EXERCISE DIRECTIONS —
Transcribe the records that follow, keeping every word as it stands.

EXTRACTED ENTRIES —

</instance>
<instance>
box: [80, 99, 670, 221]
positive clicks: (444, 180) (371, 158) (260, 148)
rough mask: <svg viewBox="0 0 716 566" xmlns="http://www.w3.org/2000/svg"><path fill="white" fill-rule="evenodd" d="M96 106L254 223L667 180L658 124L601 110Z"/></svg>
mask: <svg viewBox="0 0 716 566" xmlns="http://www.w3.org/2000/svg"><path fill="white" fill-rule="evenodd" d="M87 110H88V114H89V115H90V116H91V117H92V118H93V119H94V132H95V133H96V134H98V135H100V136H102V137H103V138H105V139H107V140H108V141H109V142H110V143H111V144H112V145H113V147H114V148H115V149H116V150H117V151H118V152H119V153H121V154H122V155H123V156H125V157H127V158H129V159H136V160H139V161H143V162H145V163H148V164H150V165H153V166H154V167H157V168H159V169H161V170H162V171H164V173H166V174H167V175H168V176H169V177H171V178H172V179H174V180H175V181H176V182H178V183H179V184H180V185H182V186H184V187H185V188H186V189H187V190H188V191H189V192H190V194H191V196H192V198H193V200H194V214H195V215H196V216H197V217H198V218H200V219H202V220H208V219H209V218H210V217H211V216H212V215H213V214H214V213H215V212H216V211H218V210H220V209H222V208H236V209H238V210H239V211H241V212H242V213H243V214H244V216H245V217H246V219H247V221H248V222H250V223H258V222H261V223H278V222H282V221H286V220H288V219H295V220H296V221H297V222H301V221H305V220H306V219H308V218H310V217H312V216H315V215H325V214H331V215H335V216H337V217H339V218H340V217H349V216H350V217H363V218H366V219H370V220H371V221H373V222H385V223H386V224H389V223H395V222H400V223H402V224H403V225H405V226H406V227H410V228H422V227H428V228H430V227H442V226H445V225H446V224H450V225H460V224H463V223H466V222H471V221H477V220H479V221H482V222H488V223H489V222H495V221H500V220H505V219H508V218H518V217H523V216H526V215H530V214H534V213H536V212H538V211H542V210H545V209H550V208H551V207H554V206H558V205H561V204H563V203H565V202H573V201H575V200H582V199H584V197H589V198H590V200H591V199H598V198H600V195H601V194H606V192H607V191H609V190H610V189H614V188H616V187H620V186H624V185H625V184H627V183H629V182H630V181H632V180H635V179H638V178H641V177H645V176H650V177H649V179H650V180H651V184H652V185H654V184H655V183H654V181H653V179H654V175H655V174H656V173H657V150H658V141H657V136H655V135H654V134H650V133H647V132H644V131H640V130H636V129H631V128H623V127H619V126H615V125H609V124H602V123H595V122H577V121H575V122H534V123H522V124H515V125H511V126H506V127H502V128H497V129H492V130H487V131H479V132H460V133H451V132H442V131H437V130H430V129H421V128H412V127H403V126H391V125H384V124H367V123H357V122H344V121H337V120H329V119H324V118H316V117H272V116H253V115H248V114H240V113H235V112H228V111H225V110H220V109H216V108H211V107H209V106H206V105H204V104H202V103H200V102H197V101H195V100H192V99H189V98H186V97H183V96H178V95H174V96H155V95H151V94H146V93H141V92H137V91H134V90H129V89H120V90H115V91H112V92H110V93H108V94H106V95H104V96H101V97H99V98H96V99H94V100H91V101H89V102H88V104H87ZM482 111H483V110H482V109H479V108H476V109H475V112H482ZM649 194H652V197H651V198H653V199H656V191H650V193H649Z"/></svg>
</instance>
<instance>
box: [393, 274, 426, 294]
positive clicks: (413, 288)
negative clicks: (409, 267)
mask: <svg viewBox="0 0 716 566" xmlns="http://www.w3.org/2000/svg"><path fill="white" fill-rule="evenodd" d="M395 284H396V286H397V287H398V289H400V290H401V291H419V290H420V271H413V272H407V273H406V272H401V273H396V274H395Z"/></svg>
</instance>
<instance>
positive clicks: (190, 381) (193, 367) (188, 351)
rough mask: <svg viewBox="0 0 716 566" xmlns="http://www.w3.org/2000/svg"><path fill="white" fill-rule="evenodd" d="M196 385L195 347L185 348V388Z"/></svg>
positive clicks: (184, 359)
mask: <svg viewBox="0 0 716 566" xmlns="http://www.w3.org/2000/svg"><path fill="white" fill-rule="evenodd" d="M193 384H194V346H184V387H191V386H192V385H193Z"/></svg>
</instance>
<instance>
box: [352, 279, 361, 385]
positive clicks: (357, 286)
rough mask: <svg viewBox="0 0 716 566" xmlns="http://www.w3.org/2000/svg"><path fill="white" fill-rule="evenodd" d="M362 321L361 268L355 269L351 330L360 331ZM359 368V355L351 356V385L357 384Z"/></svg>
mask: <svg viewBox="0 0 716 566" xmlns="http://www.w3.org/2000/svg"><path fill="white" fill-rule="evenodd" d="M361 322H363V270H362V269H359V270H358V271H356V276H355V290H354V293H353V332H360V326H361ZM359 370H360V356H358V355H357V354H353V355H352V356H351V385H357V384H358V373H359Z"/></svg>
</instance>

SOLUTION —
</instance>
<instance>
box: [80, 99, 670, 221]
positive clicks: (444, 180) (371, 158) (260, 148)
rough mask: <svg viewBox="0 0 716 566" xmlns="http://www.w3.org/2000/svg"><path fill="white" fill-rule="evenodd" d="M96 106L254 223L667 180L658 124L601 110Z"/></svg>
mask: <svg viewBox="0 0 716 566" xmlns="http://www.w3.org/2000/svg"><path fill="white" fill-rule="evenodd" d="M87 110H88V114H89V115H90V116H91V117H92V118H93V119H94V132H95V133H96V134H98V135H100V136H102V137H103V138H105V139H107V140H108V141H109V142H110V143H111V144H112V145H113V147H114V148H115V149H116V150H117V151H118V152H119V153H121V154H122V155H123V156H125V157H127V158H129V159H136V160H139V161H143V162H145V163H148V164H150V165H153V166H154V167H157V168H159V169H161V170H162V171H164V173H166V174H167V175H168V176H169V177H171V178H172V179H174V180H175V181H176V182H178V183H179V184H180V185H182V186H184V187H185V188H186V189H187V190H188V191H189V192H190V194H191V196H192V198H193V200H194V214H195V215H196V216H197V217H198V218H200V219H202V220H208V219H209V218H210V217H211V216H212V215H213V214H214V213H215V212H216V211H218V210H220V209H222V208H236V209H238V210H239V211H241V212H242V213H243V214H244V216H245V217H246V219H247V221H248V222H250V223H258V222H261V223H278V222H282V221H286V220H288V219H295V220H296V221H297V222H301V221H305V220H306V219H308V218H310V217H312V216H315V215H325V214H331V215H335V216H337V217H339V218H340V217H349V216H350V217H363V218H366V219H370V220H371V221H373V222H385V223H386V224H389V223H395V222H400V223H402V224H403V225H405V226H406V227H410V228H422V227H428V228H430V227H442V226H445V225H446V224H450V225H460V224H463V223H466V222H471V221H477V220H479V221H482V222H488V223H489V222H495V221H500V220H505V219H508V218H518V217H523V216H526V215H530V214H534V213H536V212H538V211H542V210H545V209H550V208H551V207H554V206H558V205H561V204H563V203H565V202H573V201H575V200H582V199H584V197H589V198H590V200H591V199H598V198H600V195H601V194H606V192H607V191H609V190H610V189H614V188H616V187H620V186H624V185H625V184H627V183H629V182H630V181H632V180H635V179H638V178H641V177H645V176H650V177H649V179H650V180H651V184H652V185H654V184H655V183H654V181H653V179H654V175H655V174H656V173H657V150H658V141H657V136H655V135H654V134H650V133H647V132H644V131H640V130H636V129H631V128H623V127H619V126H615V125H609V124H602V123H595V122H577V121H575V122H534V123H522V124H515V125H511V126H506V127H502V128H497V129H492V130H487V131H479V132H460V133H451V132H442V131H437V130H430V129H421V128H412V127H403V126H391V125H384V124H367V123H357V122H344V121H337V120H329V119H324V118H316V117H272V116H253V115H248V114H240V113H235V112H228V111H225V110H220V109H216V108H211V107H209V106H206V105H204V104H202V103H200V102H197V101H195V100H192V99H189V98H186V97H183V96H178V95H174V96H155V95H151V94H146V93H141V92H137V91H134V90H129V89H120V90H115V91H112V92H110V93H108V94H106V95H104V96H101V97H99V98H96V99H94V100H91V101H89V102H88V104H87ZM482 111H483V110H482V109H479V108H476V109H475V112H482ZM649 194H652V197H651V198H653V199H656V191H650V193H649Z"/></svg>
</instance>
<instance>
box: [393, 274, 426, 294]
positive clicks: (413, 288)
negative clicks: (409, 267)
mask: <svg viewBox="0 0 716 566" xmlns="http://www.w3.org/2000/svg"><path fill="white" fill-rule="evenodd" d="M395 284H396V286H397V287H398V289H400V290H401V291H419V290H420V271H413V272H407V273H406V272H401V273H396V274H395Z"/></svg>
</instance>
<instance>
positive clicks: (190, 381) (193, 367) (188, 351)
rough mask: <svg viewBox="0 0 716 566" xmlns="http://www.w3.org/2000/svg"><path fill="white" fill-rule="evenodd" d="M196 385L195 347L185 348V388Z"/></svg>
positive clicks: (184, 359)
mask: <svg viewBox="0 0 716 566" xmlns="http://www.w3.org/2000/svg"><path fill="white" fill-rule="evenodd" d="M193 384H194V346H184V387H191V386H192V385H193Z"/></svg>
</instance>
<instance>
box: [352, 279, 361, 385]
positive clicks: (357, 286)
rough mask: <svg viewBox="0 0 716 566" xmlns="http://www.w3.org/2000/svg"><path fill="white" fill-rule="evenodd" d="M362 321L361 268L355 269L351 330L360 331ZM359 368V355L351 356V385L357 384Z"/></svg>
mask: <svg viewBox="0 0 716 566" xmlns="http://www.w3.org/2000/svg"><path fill="white" fill-rule="evenodd" d="M361 322H363V270H362V269H359V270H358V271H356V276H355V290H354V293H353V332H360V326H361ZM359 370H360V356H358V355H357V354H353V355H352V356H351V385H357V384H358V373H359Z"/></svg>
</instance>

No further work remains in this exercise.